- [What this task involves]: Count the lines in the data below that contain the string "query". Give only the number.

[Records taken from a dataset]
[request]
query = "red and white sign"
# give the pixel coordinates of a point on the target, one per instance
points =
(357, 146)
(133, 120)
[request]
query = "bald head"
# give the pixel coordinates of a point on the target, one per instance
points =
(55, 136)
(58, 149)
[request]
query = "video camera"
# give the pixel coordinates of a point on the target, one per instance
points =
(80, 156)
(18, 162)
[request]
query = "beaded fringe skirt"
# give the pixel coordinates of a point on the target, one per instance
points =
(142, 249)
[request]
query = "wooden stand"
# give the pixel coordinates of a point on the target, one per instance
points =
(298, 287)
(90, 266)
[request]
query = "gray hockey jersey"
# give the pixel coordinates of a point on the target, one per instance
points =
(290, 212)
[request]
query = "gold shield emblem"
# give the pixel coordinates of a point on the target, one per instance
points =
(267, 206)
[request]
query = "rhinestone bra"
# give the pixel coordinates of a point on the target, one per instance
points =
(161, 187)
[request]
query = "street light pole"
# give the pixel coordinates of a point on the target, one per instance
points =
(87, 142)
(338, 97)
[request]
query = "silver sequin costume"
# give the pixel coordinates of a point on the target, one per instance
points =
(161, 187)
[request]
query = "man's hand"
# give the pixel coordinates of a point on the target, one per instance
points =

- [Response below]: 11